• DETALHES DA TAREFA
Dê seguimento ao texto sobre a origem de "cara" como forma de se referir a alguém, começando logo depois da última frase apresentada.

Qual é a origem de cara usada para se referir a alguém?
Cara, você não vai acreditar!
Você está em boa forma, cara.
Os vários dicionários que consultei incluem essa aceção de cara (’indivíduo’) juntamente com cara ’rosto’, que vem do grego kara, ou latim cara, ou grego via latim (Houaiss, Infopédia, Michaelis, Aulete). Isto sugere implicitamente que cara ’indivíduo’ evoluiu de cara ’rosto’. Uma possibilidade que me parece plausível é que esse cara venha de expressões tipo cara “(de) qualquer coisa”, tal como cara linda, cara estanhada, cara de pau, etc. Há dois usos destas expressões—como vocativo e para referir um indivíduo—que têm grandes semelhanças com os usos de cara ’indíviduo’ e que parecem ser mais antigos. Comparemos os dois usos. Os exemplos que apresento são reais e dos mais antigos que encontrei:
Cara sem mais nada para referir um indivíduo só encontrei a partir de 1911, e apenas no Brasil (negrito meu, itálico e restante grafia originais):
Esses caras o que pretendem é tambem uma passagem para a Orópa.

[Entradas de rotulagem de segmentação]
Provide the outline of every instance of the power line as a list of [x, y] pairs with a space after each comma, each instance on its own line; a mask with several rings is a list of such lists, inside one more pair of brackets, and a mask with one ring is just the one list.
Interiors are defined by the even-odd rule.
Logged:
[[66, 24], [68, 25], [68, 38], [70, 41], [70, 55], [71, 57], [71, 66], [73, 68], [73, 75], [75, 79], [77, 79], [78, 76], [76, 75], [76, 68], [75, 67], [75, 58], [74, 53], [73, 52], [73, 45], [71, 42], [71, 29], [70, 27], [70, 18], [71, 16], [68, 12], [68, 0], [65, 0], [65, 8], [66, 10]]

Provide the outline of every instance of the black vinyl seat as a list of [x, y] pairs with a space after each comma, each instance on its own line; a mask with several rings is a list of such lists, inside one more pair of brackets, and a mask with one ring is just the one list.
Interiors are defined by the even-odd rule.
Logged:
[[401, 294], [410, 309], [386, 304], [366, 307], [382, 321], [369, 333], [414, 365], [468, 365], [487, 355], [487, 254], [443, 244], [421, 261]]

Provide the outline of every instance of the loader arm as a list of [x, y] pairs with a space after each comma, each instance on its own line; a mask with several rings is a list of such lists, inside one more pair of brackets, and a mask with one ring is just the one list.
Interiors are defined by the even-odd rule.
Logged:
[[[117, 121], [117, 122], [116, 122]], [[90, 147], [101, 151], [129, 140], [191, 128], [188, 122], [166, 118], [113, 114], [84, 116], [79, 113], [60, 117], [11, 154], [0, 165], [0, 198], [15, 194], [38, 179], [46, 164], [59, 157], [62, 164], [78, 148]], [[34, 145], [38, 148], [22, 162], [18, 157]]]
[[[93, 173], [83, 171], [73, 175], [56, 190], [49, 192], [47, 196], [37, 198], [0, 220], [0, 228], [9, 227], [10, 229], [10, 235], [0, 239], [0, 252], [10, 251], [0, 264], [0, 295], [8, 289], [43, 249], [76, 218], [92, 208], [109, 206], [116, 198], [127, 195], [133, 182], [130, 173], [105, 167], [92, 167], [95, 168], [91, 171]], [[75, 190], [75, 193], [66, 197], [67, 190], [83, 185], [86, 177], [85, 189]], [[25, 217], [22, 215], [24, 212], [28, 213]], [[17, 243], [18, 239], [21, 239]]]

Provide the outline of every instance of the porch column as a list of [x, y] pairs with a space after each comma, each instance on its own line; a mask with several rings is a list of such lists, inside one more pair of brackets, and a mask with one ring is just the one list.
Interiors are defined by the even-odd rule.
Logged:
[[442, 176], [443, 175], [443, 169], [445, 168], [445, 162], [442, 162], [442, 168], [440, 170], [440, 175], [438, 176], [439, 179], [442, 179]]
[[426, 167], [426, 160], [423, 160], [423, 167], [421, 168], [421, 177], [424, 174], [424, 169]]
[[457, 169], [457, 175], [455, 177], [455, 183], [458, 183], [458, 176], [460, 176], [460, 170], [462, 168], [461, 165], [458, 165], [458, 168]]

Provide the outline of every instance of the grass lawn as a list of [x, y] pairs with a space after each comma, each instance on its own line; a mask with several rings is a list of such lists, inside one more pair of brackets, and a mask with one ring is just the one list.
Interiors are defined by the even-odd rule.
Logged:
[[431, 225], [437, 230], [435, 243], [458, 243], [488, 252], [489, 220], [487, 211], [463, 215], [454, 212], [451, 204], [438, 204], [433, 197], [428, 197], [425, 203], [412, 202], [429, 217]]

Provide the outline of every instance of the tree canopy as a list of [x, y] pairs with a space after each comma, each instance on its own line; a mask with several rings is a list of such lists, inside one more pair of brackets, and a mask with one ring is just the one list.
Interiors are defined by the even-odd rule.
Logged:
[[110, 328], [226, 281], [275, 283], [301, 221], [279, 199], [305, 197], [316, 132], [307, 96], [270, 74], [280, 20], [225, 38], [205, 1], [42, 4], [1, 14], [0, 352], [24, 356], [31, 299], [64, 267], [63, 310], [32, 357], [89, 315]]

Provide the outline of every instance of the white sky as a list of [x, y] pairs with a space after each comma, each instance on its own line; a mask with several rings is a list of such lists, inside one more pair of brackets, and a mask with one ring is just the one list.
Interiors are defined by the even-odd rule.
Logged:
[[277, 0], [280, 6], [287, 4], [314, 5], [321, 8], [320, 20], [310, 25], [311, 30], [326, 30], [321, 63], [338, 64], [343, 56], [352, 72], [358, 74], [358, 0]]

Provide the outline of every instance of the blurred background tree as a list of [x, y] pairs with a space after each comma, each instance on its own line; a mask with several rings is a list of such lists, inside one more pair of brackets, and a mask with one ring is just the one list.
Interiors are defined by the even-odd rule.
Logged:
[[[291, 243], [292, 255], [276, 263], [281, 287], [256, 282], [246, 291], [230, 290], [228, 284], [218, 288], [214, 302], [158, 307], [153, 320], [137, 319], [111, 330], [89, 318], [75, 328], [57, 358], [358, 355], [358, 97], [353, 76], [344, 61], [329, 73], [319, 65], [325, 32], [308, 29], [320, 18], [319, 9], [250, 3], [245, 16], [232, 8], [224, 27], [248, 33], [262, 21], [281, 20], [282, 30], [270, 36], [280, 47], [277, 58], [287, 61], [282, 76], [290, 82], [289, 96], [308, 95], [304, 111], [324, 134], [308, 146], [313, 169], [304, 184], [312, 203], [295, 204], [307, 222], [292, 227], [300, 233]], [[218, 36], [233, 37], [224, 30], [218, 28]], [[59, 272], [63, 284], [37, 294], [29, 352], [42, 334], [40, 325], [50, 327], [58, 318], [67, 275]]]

• RESPOSTA DA TAREFA
“Nas zonas”, O Rio Nu, Rio de Janeiro, 29 de abril de 1911.— Ó Lupercio, quem é “aquelle cara”?
“Scena de pugilato”, Correio Paulistano, São Paulo, 27 de julho de 1915.
Cara de qualquer coisa para o mesmo efeito é mais antigo e é comum tanto no Brasil como em Portugal:
Pois acredita esse cara de vergalho, que a sua interesseira intimidade com a fera do Areal lhe dá o privilegio exclusivo de insultar […]
“Satisfacção ao cavaco do Papeleta”, O Papeleta, Rio de Janeiro, 5 de abril de 1843, p. 2.[...] queria só pedir-vos um emprego para este cara amarella vosso compatriota.
“Partir para ser bispo e acabar sineiro”, A Epoca, nº 42, Lisboa, 1849, p. 1.[…] os pretos cangueiros paravam para “mirar o cara-nova” [um desconhecido recém-chegado].
Aluísio Azevedo, O Mulato, publicado originalmente em 1881.
O último exemplo é particularmente interessante: “o cara-nova” é o mesmo que o novo cara, mas cara só por si é ’rosto’ num caso e ’indivíduo’ no outro.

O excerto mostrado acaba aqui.